Begin SELECTED EXCERPT

The Anti-Novel.

Last week, I attended the book launch for DailyHaiku.org, where I learned quite a bit about what modern haiku actually is. I suppose the first thing to say is that the 5-7-5 structure is no longer applicable -- unsurprisingly, seventeen Japanese syllables are different from seventeen English ones. So, not only did English haikuists get hung up over whether "conceal" was two syllables or three, but on average, Japanese poems were quite a bit shorter as well.

grasses in water
conceal the green shoreline
by surrounding it

Note the clunky adjectives taking up space, the forced pronunciation of "conceal", and the pronoun at the end, rushing to complete the thought. This haiku could be hammered out to be more lyrical, but the point of haiku wasn't to be a word game. Instead, the new rules of haiku have been simplified to follow the spirit of haiku, rather than the letter. Now, it's simply "a descriptive poem no longer than a single breath." More like this:

grasses in water
hide the shore
from itself

That's much more concise than the first one. It says what it needs to say, and the audience is able to picture a moment similar to the author's description. No more than a moment, either -- no more than what someone could experience during a single breath. Contrast it with this:

The gopher rises
The hawk descends
Three of its chicks are missing

Sure, you could say that in one breath, technically, but it's clearly two ideas, which would require quite a bit more observation on the audience's part. Instead, the author breathes out a single moment, the audience breathes it in. It's like CPR for memories.

End SELECTED EXCERPT
Begin RAW DATA

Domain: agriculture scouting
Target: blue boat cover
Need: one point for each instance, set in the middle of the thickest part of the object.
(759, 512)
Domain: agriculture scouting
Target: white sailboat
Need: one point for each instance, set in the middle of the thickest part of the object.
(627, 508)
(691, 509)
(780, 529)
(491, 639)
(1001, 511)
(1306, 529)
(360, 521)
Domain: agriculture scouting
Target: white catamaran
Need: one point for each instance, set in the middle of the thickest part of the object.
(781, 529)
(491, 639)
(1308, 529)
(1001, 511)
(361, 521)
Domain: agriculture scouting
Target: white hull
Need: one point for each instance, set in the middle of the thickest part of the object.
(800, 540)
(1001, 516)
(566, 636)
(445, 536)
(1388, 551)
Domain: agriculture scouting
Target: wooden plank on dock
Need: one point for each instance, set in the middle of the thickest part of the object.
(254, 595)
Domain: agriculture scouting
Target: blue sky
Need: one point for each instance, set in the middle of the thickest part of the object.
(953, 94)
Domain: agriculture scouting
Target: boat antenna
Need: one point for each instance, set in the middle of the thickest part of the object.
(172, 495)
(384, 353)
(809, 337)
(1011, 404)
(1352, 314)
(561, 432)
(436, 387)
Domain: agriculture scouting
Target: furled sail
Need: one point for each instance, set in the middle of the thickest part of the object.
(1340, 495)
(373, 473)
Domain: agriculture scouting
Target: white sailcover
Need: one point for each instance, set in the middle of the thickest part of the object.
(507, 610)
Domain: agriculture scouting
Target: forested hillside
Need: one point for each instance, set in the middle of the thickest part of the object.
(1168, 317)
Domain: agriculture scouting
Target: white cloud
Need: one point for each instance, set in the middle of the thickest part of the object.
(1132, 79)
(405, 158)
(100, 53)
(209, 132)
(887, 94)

End RAW DATA
Begin RAW DATA

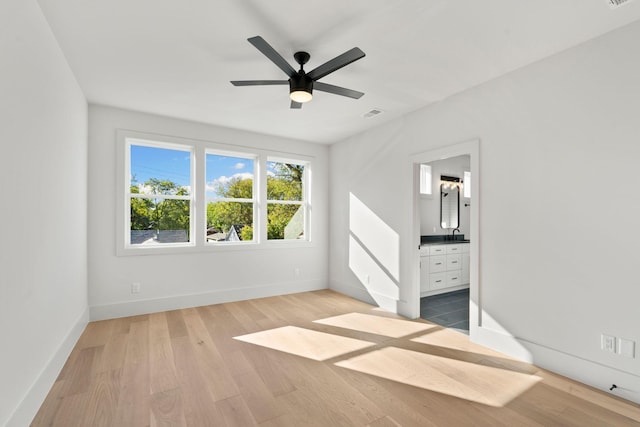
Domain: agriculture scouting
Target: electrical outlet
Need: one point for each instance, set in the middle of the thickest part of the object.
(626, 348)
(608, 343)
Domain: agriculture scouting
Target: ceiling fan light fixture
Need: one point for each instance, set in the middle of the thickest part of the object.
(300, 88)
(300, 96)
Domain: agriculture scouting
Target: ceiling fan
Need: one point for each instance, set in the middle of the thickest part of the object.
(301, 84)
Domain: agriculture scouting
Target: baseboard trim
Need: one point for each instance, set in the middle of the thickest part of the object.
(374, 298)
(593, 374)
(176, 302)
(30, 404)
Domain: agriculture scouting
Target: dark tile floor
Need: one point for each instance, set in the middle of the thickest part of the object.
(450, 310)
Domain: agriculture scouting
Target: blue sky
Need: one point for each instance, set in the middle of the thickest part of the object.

End RAW DATA

§ **PROBLEM REQUIREMENTS**:
Answer these questions from the post on modern haiku:
(a) What event did the writer attend last week?
(b) Which syllable structure does the post say no longer applies?
(c) How does the post define a haiku under the new rules?
The records have nothing to do with the text.

§ **SOLUTION**:
(a) The book launch for DailyHaiku.org.
(b) The 5-7-5 structure.
(c) As "a descriptive poem no longer than a single breath."